> _AUFGABE_
Kannst du die Besprechung des Mühlhäuser Urkundenbuchs vollständig und Wort für Wort wiedergeben?

> _TEXTBLOCK_

......

Urkundenbuch der ehemals freien Reichsstadt Mühlhausen in Thüringen, bearb. v. Herquet, Karl unter Mitwirkung von Schweineberg, W., hg. v. Magistrate der Stadt Mühlhausen (= Geschichtsquellen der Provinz Sachsen 3). Halle 1874. Neudruck Rockstuhl, Bad Langensalza. 2009. 674 S., Ill. Besprochen von Gerhard Günther.

 

1874 erschien als 3. Band der Geschichtsquellen der preußischen Provinz Sachsen das Urkundenbuch der freien Reichsstadt Mühlhausen. Es war eines der ersten modernen Urkundenbücher von Städten, herausgegeben vom Magistrat der Stadt mit finanzieller Unterstützung des Provinziallandtages und erschien im Verlag des Waisenhauses der Frankeschen Stiftungen in Halle. Um Kosten zu sparen verwendete man eine billige Papiersorte, die etwa dem Holzschliffpapier der Zeitungen entsprach. Nach fast 140 Jahren lösen sich stark benutzte Exemplare in Einzelteile auf. Es ist daher dem Verlag Rockstuhl zu danken, wenn jetzt ein Reprint auf alterungsbeständigem Papier nach ISO 9706 vorgelegt wird, zumal angesichts der offensichtlich geringen Auflagenhöhe antiquarische Exemplare nur ganz selten und wenn, dann zu sehr hohen Preisen erhältlich waren.

 

Herquet hat auch Urkunden als Regest aufgenommen, in denen Mühlhausen nur als Ausstellungsort (daher die große Zahl von 94 Königsurkunden) oder in denen Personen aus Mühlhausen und Umgebung nur als Zeugen erscheinen oder auch wenn ein anderer Bezug auf Mühlhausen vorhanden war. In den Staatsarchiven Dresden, Magdeburg und Wolfenbüttel fand er hilfreiche Kollegen, die ihm handschriftlich Abschriften anfertigten, beim Stadtarchiv Erfurt (anscheinend ohne Archivar!) half ihm Stadtrat a. D. Herrmann.

......

> _DATENBLOCK_
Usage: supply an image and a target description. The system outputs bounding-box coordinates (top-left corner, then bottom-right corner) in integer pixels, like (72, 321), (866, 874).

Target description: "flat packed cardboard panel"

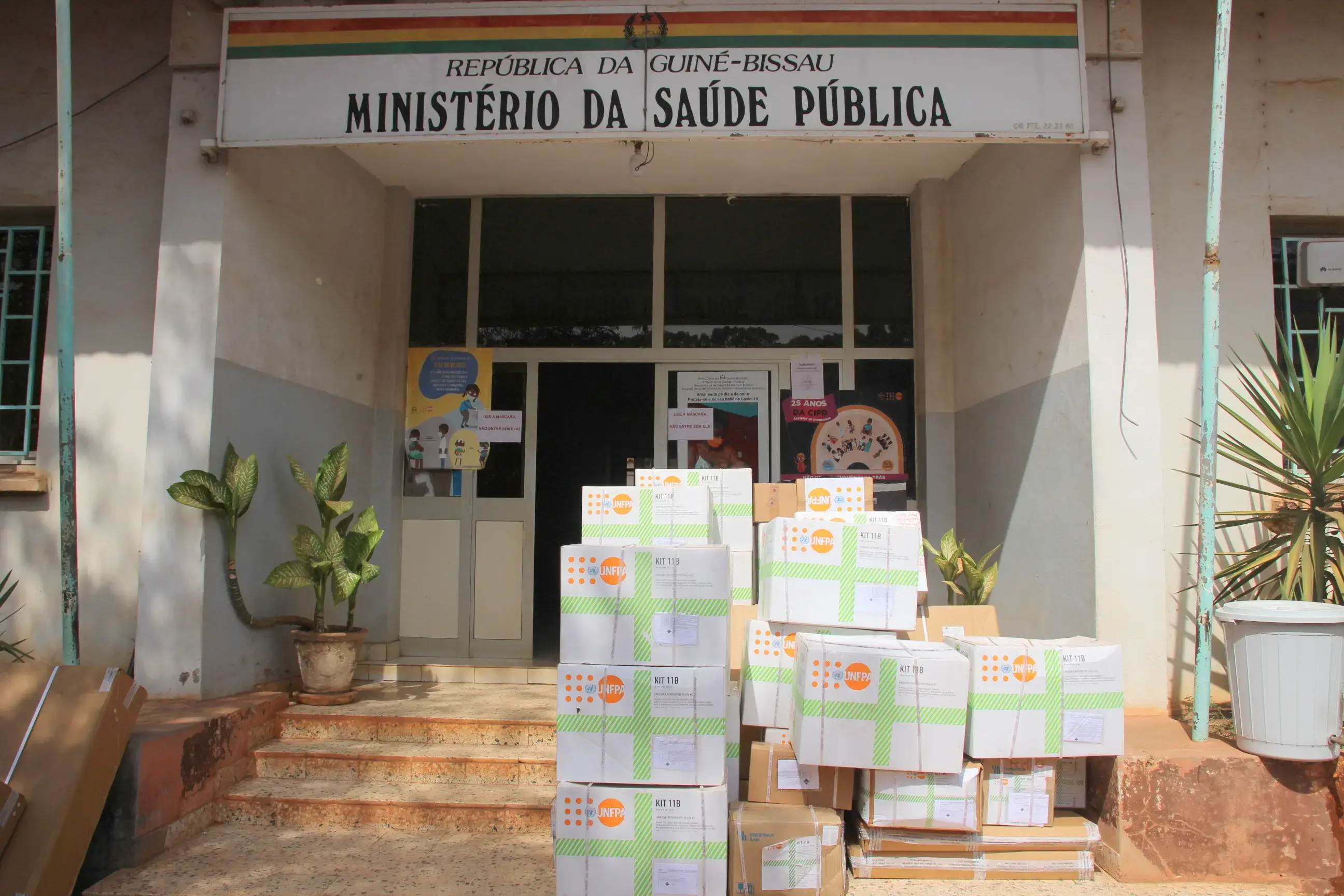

......

> _ERWARTETE ANTWORT_
Urkundenbuch der ehemals freien Reichsstadt Mühlhausen in Thüringen, bearb. v. Herquet, Karl unter Mitwirkung von Schweineberg, W., hg. v. Magistrate der Stadt Mühlhausen (= Geschichtsquellen der Provinz Sachsen 3). Halle 1874. Neudruck Rockstuhl, Bad Langensalza. 2009. 674 S., Ill. Besprochen von Gerhard Günther.

 

1874 erschien als 3. Band der Geschichtsquellen der preußischen Provinz Sachsen das Urkundenbuch der freien Reichsstadt Mühlhausen. Es war eines der ersten modernen Urkundenbücher von Städten, herausgegeben vom Magistrat der Stadt mit finanzieller Unterstützung des Provinziallandtages und erschien im Verlag des Waisenhauses der Frankeschen Stiftungen in Halle. Um Kosten zu sparen verwendete man eine billige Papiersorte, die etwa dem Holzschliffpapier der Zeitungen entsprach. Nach fast 140 Jahren lösen sich stark benutzte Exemplare in Einzelteile auf. Es ist daher dem Verlag Rockstuhl zu danken, wenn jetzt ein Reprint auf alterungsbeständigem Papier nach ISO 9706 vorgelegt wird, zumal angesichts der offensichtlich geringen Auflagenhöhe antiquarische Exemplare nur ganz selten und wenn, dann zu sehr hohen Preisen erhältlich waren.

 

Herquet hat auch Urkunden als Regest aufgenommen, in denen Mühlhausen nur als Ausstellungsort (daher die große Zahl von 94 Königsurkunden) oder in denen Personen aus Mühlhausen und Umgebung nur als Zeugen erscheinen oder auch wenn ein anderer Bezug auf Mühlhausen vorhanden war. In den Staatsarchiven Dresden, Magdeburg und Wolfenbüttel fand er hilfreiche Kollegen, die ihm handschriftlich Abschriften anfertigten, beim Stadtarchiv Erfurt (anscheinend ohne Archivar!) half ihm Stadtrat a. D. Herrmann.